Given data:
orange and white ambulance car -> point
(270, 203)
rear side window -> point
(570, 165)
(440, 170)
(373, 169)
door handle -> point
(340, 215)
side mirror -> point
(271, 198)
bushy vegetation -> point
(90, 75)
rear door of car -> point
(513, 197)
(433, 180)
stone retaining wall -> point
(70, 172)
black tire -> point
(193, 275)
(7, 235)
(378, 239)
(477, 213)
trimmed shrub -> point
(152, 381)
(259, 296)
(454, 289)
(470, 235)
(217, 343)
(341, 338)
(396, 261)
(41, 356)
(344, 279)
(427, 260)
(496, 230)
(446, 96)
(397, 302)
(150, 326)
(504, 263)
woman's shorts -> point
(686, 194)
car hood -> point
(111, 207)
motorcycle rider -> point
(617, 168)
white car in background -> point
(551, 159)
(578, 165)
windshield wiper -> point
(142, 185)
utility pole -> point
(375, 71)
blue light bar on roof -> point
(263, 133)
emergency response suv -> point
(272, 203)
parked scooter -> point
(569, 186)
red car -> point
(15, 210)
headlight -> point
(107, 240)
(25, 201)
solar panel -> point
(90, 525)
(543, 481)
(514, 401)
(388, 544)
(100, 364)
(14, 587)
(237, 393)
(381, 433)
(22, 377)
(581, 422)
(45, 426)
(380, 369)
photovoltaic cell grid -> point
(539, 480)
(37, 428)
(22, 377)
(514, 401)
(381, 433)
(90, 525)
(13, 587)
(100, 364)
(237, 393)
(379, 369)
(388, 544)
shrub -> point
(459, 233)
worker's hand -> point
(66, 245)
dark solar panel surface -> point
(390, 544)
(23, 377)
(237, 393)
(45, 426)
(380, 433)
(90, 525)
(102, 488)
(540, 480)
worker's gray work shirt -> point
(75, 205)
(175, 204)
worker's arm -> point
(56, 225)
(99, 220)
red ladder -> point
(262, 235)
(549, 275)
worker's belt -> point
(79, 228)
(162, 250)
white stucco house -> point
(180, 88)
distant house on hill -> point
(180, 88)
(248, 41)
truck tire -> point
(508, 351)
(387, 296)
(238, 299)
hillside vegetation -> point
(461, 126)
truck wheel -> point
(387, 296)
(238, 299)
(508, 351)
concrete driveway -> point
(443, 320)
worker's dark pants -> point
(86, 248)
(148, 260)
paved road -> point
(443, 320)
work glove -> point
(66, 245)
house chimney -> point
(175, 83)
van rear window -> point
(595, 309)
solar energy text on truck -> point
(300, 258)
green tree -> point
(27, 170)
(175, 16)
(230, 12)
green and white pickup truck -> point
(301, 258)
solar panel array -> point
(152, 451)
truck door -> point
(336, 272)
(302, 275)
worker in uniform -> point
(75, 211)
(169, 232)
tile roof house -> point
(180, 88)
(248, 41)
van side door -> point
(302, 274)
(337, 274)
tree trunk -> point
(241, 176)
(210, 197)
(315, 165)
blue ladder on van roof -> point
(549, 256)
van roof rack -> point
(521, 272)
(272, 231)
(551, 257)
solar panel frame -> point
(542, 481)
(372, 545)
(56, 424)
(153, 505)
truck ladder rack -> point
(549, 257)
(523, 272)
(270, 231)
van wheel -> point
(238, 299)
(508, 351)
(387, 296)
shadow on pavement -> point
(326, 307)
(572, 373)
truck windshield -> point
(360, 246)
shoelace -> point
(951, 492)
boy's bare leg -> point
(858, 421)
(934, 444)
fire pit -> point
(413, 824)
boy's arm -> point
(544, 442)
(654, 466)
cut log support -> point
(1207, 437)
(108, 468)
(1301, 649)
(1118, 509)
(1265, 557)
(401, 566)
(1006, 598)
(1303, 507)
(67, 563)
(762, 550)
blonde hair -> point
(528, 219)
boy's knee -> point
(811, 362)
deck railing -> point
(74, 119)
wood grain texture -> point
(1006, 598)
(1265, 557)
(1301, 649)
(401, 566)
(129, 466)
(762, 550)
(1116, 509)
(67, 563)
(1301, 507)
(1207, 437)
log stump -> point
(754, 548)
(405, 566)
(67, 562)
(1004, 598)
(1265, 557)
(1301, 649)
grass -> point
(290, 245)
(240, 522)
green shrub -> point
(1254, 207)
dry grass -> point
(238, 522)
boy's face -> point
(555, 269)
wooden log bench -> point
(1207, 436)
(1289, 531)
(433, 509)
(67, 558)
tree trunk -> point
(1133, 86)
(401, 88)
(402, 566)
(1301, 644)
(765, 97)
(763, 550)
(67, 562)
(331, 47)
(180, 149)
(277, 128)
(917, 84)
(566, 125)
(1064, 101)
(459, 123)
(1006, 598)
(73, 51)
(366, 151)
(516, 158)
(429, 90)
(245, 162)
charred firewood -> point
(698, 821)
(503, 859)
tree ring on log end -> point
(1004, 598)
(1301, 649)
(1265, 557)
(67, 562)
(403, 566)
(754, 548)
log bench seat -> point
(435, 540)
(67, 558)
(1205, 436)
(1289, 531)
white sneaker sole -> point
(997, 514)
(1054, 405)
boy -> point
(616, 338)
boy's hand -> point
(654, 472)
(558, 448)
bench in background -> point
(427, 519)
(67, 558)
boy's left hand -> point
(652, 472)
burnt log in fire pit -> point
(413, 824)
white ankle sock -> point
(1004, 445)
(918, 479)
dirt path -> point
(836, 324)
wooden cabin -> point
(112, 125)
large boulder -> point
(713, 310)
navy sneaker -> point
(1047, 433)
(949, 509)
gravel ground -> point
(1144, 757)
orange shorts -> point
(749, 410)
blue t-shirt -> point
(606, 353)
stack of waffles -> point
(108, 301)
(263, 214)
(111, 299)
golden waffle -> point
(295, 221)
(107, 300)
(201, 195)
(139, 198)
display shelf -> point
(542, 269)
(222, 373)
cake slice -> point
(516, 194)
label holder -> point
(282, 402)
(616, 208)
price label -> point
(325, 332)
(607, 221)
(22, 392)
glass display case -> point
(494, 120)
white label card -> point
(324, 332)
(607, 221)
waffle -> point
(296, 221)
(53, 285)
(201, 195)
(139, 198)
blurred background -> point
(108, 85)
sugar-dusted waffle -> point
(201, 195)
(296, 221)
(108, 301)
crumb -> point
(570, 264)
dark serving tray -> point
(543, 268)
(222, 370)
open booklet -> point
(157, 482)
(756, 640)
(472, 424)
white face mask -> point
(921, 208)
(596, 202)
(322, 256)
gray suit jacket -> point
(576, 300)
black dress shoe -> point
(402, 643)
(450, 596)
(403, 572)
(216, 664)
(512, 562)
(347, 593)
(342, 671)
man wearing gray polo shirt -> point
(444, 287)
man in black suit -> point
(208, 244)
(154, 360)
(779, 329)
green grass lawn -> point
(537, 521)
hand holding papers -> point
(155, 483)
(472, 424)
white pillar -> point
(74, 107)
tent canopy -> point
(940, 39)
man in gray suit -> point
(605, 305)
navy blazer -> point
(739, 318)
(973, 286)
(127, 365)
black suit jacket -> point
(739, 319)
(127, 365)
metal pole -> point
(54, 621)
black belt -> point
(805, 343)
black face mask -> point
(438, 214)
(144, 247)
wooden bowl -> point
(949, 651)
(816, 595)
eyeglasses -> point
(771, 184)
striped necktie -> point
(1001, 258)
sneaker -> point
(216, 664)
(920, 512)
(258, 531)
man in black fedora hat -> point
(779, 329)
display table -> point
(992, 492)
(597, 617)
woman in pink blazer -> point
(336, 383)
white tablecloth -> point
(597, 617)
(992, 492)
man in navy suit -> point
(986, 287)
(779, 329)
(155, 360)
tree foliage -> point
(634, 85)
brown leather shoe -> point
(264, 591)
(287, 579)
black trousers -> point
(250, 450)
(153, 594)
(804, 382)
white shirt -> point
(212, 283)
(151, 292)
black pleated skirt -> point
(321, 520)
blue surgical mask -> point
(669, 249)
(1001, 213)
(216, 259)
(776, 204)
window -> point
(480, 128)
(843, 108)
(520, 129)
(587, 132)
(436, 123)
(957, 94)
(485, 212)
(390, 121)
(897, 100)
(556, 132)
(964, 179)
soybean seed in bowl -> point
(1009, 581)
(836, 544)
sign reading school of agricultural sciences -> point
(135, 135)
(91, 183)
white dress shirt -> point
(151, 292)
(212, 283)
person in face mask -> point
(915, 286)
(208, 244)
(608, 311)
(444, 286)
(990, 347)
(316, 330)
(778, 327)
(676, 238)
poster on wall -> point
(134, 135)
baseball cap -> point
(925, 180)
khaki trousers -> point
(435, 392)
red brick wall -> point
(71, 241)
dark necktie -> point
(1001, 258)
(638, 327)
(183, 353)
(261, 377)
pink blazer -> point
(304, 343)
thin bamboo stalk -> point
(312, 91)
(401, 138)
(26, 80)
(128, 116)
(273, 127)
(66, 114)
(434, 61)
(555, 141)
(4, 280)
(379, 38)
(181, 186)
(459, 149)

Exercise brief: Only the lines from the one containing "khaki trousers -> point" through the end of the records above belong in the answer, each exactly as written.

Exercise answer:
khaki trousers -> point
(435, 392)
red brick wall -> point
(71, 241)
dark necktie -> point
(1001, 258)
(638, 327)
(183, 353)
(261, 377)
pink blazer -> point
(304, 343)
thin bamboo stalk -> point
(312, 91)
(401, 138)
(26, 80)
(128, 116)
(273, 127)
(66, 114)
(434, 61)
(555, 141)
(4, 280)
(379, 38)
(181, 186)
(459, 149)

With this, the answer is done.